== RECORDS FOR THIS TASK ==

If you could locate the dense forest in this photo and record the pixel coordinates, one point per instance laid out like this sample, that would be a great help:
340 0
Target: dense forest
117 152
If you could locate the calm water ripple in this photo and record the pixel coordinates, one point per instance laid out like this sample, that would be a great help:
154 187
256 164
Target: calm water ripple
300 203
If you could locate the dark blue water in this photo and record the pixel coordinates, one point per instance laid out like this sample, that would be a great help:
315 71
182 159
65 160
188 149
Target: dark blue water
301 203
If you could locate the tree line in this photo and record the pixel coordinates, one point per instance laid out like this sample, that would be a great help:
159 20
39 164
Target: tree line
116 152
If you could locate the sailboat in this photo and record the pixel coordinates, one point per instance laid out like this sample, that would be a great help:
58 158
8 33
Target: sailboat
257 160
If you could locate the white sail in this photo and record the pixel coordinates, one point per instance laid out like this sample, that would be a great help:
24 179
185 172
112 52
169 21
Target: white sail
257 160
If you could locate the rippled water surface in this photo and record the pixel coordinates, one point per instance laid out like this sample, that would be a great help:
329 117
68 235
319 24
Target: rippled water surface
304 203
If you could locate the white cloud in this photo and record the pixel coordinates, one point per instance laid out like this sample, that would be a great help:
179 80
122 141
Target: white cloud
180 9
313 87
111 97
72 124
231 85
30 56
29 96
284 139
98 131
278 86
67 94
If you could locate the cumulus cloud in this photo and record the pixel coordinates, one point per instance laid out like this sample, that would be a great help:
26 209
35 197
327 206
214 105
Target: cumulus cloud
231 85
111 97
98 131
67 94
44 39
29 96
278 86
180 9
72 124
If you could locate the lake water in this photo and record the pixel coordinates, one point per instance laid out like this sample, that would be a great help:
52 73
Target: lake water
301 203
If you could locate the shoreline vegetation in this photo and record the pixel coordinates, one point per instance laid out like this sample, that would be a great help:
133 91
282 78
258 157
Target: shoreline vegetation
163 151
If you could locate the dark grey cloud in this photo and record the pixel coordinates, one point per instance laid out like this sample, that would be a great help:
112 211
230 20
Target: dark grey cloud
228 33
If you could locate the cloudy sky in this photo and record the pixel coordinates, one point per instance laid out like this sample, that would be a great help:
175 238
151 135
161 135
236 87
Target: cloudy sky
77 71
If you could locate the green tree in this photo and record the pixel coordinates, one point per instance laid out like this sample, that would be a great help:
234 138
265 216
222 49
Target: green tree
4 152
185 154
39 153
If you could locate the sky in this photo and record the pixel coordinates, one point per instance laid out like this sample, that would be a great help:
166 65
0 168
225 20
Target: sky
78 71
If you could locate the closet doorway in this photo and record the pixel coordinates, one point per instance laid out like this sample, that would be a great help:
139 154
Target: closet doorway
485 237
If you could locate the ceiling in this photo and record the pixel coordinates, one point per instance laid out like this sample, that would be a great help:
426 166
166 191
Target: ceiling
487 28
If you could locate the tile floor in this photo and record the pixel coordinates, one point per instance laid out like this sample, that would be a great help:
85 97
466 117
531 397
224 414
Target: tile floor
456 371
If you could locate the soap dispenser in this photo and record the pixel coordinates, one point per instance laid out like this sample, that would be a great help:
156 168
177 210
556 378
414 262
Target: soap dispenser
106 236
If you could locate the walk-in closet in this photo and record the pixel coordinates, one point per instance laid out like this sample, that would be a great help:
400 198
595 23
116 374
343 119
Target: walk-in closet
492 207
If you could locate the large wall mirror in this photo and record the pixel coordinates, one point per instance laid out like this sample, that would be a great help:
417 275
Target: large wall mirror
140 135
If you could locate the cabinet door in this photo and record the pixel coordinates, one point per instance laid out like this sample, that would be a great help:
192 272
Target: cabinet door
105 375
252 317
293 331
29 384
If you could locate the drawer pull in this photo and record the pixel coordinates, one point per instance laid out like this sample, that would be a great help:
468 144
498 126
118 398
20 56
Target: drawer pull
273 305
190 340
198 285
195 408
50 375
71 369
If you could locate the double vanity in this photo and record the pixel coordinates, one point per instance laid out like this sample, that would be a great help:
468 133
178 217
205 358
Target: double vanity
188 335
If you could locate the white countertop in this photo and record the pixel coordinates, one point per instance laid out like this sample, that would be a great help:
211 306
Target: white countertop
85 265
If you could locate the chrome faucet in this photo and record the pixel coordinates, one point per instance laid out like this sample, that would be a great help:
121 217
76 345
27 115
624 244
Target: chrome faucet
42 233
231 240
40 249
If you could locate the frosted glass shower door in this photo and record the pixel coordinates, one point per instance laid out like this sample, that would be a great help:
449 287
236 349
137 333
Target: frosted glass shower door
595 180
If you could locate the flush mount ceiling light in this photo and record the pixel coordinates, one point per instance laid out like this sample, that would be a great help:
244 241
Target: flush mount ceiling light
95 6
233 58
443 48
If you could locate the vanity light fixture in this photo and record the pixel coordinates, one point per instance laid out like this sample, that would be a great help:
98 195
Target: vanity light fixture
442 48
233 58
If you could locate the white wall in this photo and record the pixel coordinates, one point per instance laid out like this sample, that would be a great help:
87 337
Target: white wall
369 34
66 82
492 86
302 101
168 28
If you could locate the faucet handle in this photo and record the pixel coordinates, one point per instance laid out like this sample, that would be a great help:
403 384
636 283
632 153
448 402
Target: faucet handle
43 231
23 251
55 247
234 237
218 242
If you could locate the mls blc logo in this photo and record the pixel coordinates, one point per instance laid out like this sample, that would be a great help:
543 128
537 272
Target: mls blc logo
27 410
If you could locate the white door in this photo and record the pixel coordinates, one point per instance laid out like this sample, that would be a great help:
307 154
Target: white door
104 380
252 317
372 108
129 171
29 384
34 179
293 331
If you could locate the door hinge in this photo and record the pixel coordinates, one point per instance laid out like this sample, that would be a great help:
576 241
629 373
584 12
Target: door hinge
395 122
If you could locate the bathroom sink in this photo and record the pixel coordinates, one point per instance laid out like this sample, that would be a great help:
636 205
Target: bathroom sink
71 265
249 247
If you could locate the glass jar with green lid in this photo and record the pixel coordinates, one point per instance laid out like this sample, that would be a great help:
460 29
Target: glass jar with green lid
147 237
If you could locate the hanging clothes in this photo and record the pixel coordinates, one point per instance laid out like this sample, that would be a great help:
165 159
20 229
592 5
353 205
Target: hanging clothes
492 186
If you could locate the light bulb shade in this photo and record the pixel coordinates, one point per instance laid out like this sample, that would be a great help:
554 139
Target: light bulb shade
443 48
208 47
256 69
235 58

===

> [TASK DESCRIPTION]:
Lines from the one containing "If you could locate the vanity" through the final line are to be given again verbatim, with nothing before or after.

> [RIGHT ANSWER]:
If you could locate the vanity light fixture in this photo and record the pixel coordinates, one point per instance laid out like this sample, that would be a great help:
98 195
Target: vanity light fixture
442 48
233 58
If you could locate the white wall in this photo and record the pixel coordinates, one point per instance laid out like this sample, that would be a great help:
87 337
Target: white wall
369 34
66 82
492 86
302 101
168 28
If you could locate the faucet handle in this photo and record the pixel coordinates, one point per instance laid out like this sample, that would be a great help:
403 384
636 283
632 153
448 402
Target: faucet handle
43 231
23 251
55 247
234 237
218 242
If you could locate the mls blc logo in this photo and record the pixel coordinates, one point per instance laid out like this sample, that would be a great help:
543 128
537 272
Target: mls blc logo
27 410
If you could locate the white door in this photo and record the pixel coordinates, one point per instance laid out like this sample, that would be a great help:
307 154
Target: white door
104 380
252 317
372 108
129 171
29 384
34 179
293 331
If you could locate the door hinge in this photo and record the pixel coordinates, one point per instance laid out like this sample, that would be a great help:
576 241
629 373
584 12
Target: door hinge
395 122
If you could locate the bathroom sink in this photo and record the pixel coordinates, one point per instance laid out like this sample, that would be a great help:
636 205
Target: bathroom sink
71 265
249 247
If you could locate the glass jar with green lid in this photo and record the pixel coordinates, one point per instance laid out like this sample, that would be a great help:
460 29
Target: glass jar with green lid
147 237
If you could locate the hanging clothes in this photo and record the pixel coordinates, one point per instance laid out like this sample, that would be a great help:
165 159
20 229
592 5
353 205
Target: hanging clothes
492 186
If you could locate the light bulb shade in this photo and record the pixel coordinates, one point per instance laid out like this sample, that would be a great help:
554 139
Target: light bulb shade
443 48
208 47
256 69
235 58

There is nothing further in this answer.